(Beginning of RECORD EXCERPTS)
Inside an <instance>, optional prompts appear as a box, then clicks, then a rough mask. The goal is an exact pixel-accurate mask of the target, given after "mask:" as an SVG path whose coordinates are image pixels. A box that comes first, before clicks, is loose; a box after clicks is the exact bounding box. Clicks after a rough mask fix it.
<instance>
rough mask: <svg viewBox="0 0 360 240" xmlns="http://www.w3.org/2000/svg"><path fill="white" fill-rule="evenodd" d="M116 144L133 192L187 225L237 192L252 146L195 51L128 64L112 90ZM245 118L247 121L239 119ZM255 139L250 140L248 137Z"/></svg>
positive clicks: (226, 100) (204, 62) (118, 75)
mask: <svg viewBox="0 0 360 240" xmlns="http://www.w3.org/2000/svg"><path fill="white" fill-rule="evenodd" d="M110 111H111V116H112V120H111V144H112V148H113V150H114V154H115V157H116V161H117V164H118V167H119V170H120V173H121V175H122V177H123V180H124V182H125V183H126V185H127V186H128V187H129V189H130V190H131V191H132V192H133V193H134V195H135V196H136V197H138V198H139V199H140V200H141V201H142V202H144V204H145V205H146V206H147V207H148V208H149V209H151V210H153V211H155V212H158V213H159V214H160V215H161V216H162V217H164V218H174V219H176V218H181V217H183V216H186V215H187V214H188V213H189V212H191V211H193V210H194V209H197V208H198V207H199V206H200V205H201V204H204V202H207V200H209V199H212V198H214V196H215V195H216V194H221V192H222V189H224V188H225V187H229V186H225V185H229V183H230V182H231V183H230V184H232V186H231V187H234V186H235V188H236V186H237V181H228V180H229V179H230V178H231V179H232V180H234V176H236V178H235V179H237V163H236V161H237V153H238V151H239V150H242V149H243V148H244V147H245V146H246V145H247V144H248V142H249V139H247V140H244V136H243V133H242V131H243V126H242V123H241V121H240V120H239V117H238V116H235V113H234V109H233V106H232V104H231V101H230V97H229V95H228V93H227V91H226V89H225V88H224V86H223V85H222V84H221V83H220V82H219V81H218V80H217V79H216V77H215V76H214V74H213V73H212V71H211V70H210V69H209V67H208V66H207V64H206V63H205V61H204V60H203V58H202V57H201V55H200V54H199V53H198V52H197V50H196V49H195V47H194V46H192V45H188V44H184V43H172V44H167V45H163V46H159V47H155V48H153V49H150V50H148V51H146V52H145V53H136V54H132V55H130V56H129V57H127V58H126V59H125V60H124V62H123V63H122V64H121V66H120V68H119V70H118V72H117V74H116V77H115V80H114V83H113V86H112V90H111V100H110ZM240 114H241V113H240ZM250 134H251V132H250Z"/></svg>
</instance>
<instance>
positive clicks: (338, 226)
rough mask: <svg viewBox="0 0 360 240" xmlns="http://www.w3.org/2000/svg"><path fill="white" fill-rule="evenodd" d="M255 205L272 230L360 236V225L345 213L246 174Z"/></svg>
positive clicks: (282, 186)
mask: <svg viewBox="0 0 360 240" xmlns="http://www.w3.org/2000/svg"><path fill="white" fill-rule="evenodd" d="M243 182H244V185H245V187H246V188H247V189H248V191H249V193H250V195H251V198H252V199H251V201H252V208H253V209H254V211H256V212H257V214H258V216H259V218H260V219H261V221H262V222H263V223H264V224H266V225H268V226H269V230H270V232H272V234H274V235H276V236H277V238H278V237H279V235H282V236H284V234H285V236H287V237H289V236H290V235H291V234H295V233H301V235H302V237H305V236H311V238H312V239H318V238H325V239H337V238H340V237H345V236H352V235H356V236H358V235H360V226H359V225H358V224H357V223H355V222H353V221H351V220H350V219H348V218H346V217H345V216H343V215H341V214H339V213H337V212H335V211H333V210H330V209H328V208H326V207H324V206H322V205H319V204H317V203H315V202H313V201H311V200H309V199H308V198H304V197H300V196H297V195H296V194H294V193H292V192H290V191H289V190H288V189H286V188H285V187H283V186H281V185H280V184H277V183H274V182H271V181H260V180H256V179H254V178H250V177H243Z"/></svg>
(End of RECORD EXCERPTS)
▶ [GOAL OF THE EXERCISE]: Write out the entries above once more, without altering anything.

▶ [SOLUTION FOR THIS TASK]:
Inside an <instance>, optional prompts appear as a box, then clicks, then a rough mask. The goal is an exact pixel-accurate mask of the target, given after "mask:" as an SVG path whose coordinates are image pixels. A box that comes first, before clicks, is loose; a box after clicks is the exact bounding box. Clicks after a rough mask fix it.
<instance>
rough mask: <svg viewBox="0 0 360 240" xmlns="http://www.w3.org/2000/svg"><path fill="white" fill-rule="evenodd" d="M116 144L133 192L187 225L237 192L252 146L195 51L128 64L112 90ZM245 118L247 121L239 119ZM255 139L250 140L248 137Z"/></svg>
positive clicks: (226, 100) (204, 62) (118, 75)
mask: <svg viewBox="0 0 360 240" xmlns="http://www.w3.org/2000/svg"><path fill="white" fill-rule="evenodd" d="M110 111H111V116H112V120H111V144H112V148H113V150H114V154H115V157H116V161H117V164H118V167H119V170H120V173H121V175H122V177H123V180H124V182H125V183H126V185H127V186H128V187H129V189H130V190H131V191H132V192H133V193H134V195H135V196H136V197H138V198H139V199H140V200H141V201H142V202H144V204H145V205H146V206H147V207H148V208H149V209H151V210H153V211H155V212H158V213H159V214H160V215H161V216H162V217H164V218H174V219H176V218H181V217H183V216H186V215H187V214H188V213H189V212H191V211H193V210H194V209H197V208H198V207H199V206H200V205H201V204H204V202H207V200H209V199H212V198H214V196H215V195H216V194H221V192H222V189H224V188H225V187H229V186H225V185H229V183H230V182H231V183H230V184H232V186H231V187H234V186H235V188H236V186H237V181H228V180H229V179H230V178H231V179H232V180H234V176H236V178H235V179H237V163H236V161H237V153H238V151H239V150H242V149H243V148H244V147H245V146H246V145H247V144H248V142H249V139H247V140H244V136H243V133H242V131H243V126H242V123H241V121H240V120H239V117H238V116H235V113H234V109H233V106H232V104H231V101H230V97H229V95H228V93H227V91H226V89H225V88H224V86H223V85H222V84H221V83H220V82H219V81H218V80H217V79H216V77H215V76H214V74H213V73H212V71H211V70H210V69H209V67H208V66H207V64H206V63H205V61H204V60H203V58H202V57H201V55H200V54H199V53H198V52H197V50H196V49H195V47H194V46H192V45H188V44H184V43H172V44H167V45H163V46H159V47H155V48H153V49H150V50H148V51H146V52H145V53H136V54H132V55H130V56H129V57H127V58H126V59H125V60H124V62H123V63H122V64H121V66H120V68H119V70H118V72H117V74H116V77H115V80H114V83H113V86H112V90H111V100H110ZM240 114H241V113H240ZM250 134H251V132H250Z"/></svg>
</instance>
<instance>
positive clicks: (338, 226)
rough mask: <svg viewBox="0 0 360 240" xmlns="http://www.w3.org/2000/svg"><path fill="white" fill-rule="evenodd" d="M255 205L272 230L360 236V225L345 213L246 174Z"/></svg>
positive clicks: (282, 186)
mask: <svg viewBox="0 0 360 240" xmlns="http://www.w3.org/2000/svg"><path fill="white" fill-rule="evenodd" d="M243 182H244V185H245V187H246V188H247V189H248V191H249V193H250V195H251V198H252V199H251V201H252V208H253V209H254V211H256V212H257V214H258V216H259V218H260V219H261V221H262V222H263V223H264V224H266V225H268V226H269V230H270V232H272V234H274V235H276V236H277V238H278V237H279V235H282V236H284V234H285V236H287V237H289V236H290V235H291V234H295V233H301V235H302V237H305V236H311V238H312V239H318V238H325V239H337V238H340V237H345V236H352V235H356V236H358V235H360V226H359V225H358V224H357V223H355V222H353V221H351V220H350V219H348V218H346V217H345V216H343V215H341V214H339V213H337V212H335V211H333V210H330V209H328V208H326V207H324V206H322V205H319V204H317V203H315V202H313V201H311V200H309V199H308V198H304V197H300V196H297V195H296V194H294V193H292V192H290V191H289V190H288V189H286V188H285V187H283V186H281V185H280V184H277V183H274V182H271V181H260V180H256V179H254V178H250V177H243Z"/></svg>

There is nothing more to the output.